EXERCISE: Copy out the entries below precisely; nothing is to be omitted.

EXERCISE MATERIAL:
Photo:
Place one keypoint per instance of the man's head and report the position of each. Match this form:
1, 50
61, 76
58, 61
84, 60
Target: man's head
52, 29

EXERCISE OUTPUT:
Photo:
Place one keypoint per instance of the man's head and report the position of each. Match this form:
1, 50
61, 76
58, 61
84, 60
Target: man's head
52, 29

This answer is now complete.